**SOURCE INFORMATION**
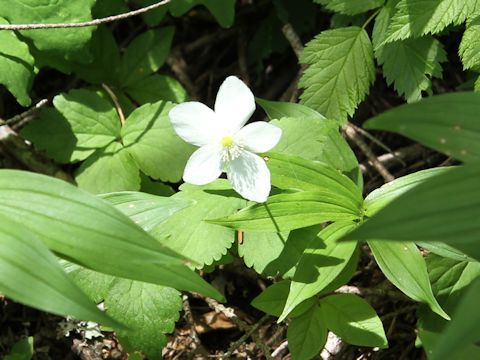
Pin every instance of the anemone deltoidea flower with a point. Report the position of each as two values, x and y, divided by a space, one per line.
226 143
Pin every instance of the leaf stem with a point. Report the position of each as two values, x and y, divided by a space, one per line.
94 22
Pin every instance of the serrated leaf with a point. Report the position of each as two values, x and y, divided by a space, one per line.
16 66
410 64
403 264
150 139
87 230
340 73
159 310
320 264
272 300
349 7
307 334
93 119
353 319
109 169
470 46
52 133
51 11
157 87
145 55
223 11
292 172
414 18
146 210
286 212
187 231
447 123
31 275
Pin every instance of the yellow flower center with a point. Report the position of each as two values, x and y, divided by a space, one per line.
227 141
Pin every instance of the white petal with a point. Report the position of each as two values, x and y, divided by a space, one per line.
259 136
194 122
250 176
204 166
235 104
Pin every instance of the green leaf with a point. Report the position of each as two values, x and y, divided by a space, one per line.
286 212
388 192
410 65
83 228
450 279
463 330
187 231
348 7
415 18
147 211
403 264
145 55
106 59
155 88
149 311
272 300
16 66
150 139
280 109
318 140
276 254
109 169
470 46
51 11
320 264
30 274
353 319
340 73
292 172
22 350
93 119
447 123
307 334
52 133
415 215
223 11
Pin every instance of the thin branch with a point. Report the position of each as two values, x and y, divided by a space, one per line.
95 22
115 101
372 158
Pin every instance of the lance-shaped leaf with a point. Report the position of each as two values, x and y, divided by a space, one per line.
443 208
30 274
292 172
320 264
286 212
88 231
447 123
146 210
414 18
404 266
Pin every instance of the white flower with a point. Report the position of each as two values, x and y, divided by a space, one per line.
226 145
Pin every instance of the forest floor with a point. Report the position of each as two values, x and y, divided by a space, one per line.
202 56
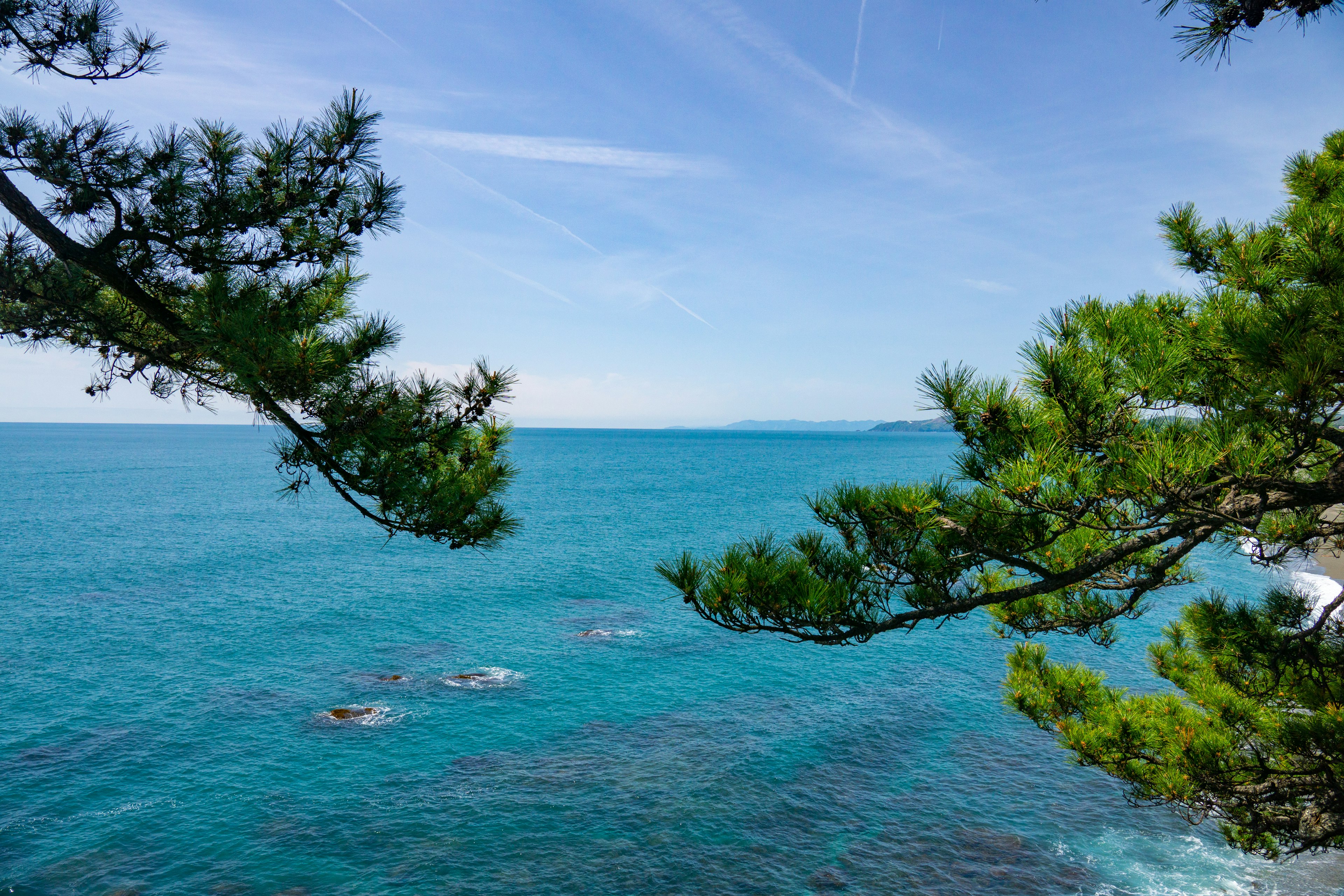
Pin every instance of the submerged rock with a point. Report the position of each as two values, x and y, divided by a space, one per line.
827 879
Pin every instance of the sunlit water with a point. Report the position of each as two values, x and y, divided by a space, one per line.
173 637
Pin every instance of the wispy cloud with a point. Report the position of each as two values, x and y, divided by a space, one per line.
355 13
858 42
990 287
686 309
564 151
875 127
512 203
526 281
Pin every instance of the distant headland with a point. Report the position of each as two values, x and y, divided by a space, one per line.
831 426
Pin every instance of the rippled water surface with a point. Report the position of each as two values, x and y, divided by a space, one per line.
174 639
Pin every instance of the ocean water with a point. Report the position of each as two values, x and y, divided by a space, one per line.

**WHAT YOU SHOULD DO**
Reproduce the listing verbatim, and keep the pictures out of the copy.

**YOUR RESPONSE**
Pin every instance of the anemone deltoidea flower with a point. Report the position of each as two values, x and y, divided by a space, one per line.
226 143
Pin every instance of the leaf stem with a point. Report the position of each as two values, x and y, divided by a space, one per line.
94 22
Pin every instance of the serrated leaf with a point. Report the position of each as two values, x and y, divided by a space, one per line.
16 66
410 64
403 264
150 139
87 230
340 73
159 310
320 264
272 300
349 7
307 334
93 119
353 319
109 169
470 46
52 133
51 11
157 87
145 55
223 11
292 172
414 18
146 210
286 212
187 231
447 123
31 275
Pin every instance of the yellow flower center with a point. Report the position of each as two values, x and y, divided by a space, one per line.
227 141
Pin every instance of the white petal with a point. Report the position of each as two values, x and y, divided by a space, one per line.
259 136
194 122
250 176
204 166
235 104
Pin every instance of the green leaf with a point. Report the position of each as two values, x and y, divided by a space, one per line.
286 212
388 192
410 65
83 228
450 279
463 330
187 231
348 7
415 18
147 211
403 264
145 55
106 59
155 88
149 311
272 300
16 66
150 139
280 109
318 140
276 254
109 169
470 46
51 11
320 264
30 274
353 319
340 73
292 172
22 350
93 119
447 123
307 334
52 133
415 215
223 11
Pin every instance of the thin branch with a point. Report the position of each as two values, x and y, divided by a space, one per line.
95 22
115 101
372 158
Pin every instance of the lance-shaped leaf with a point. Report the position of each as two values, x and y, divided by a space, one per line.
443 208
30 274
292 172
320 264
286 212
88 231
447 123
146 210
414 18
404 266
Pin every instance of the white flower with a point. Report the position of each as two values, x and y, divided by a space, one per line.
226 145
Pin every instance of the forest floor with a point. Report the position of each as two values, x and y, divided by a space, one per line.
202 56
Pin every instance of the submerged rock with a point. Report the position of each as two values, x and y, divided by a space, one per line.
827 879
Pin every instance of the sunlit water with a point. Report the position of each as two values, x and y, divided by a space, one per line.
173 637
Pin every instance of the wispy cloud with a point. Report the position of each as two values, x and y, divided by a space, one per line.
355 13
858 42
990 287
686 309
564 151
875 127
512 203
526 281
Pin every instance of the distant headland with a point. Report the position of each as two values, x and y, divided by a space, one per line.
831 426
Pin every instance of the rippled water surface with a point. Report the position of each as two values, x and y, divided by a space, one per line.
174 639
Pin every instance of the ocean water with a point. Report the position of each as two values, x and y, divided by a space, one per line.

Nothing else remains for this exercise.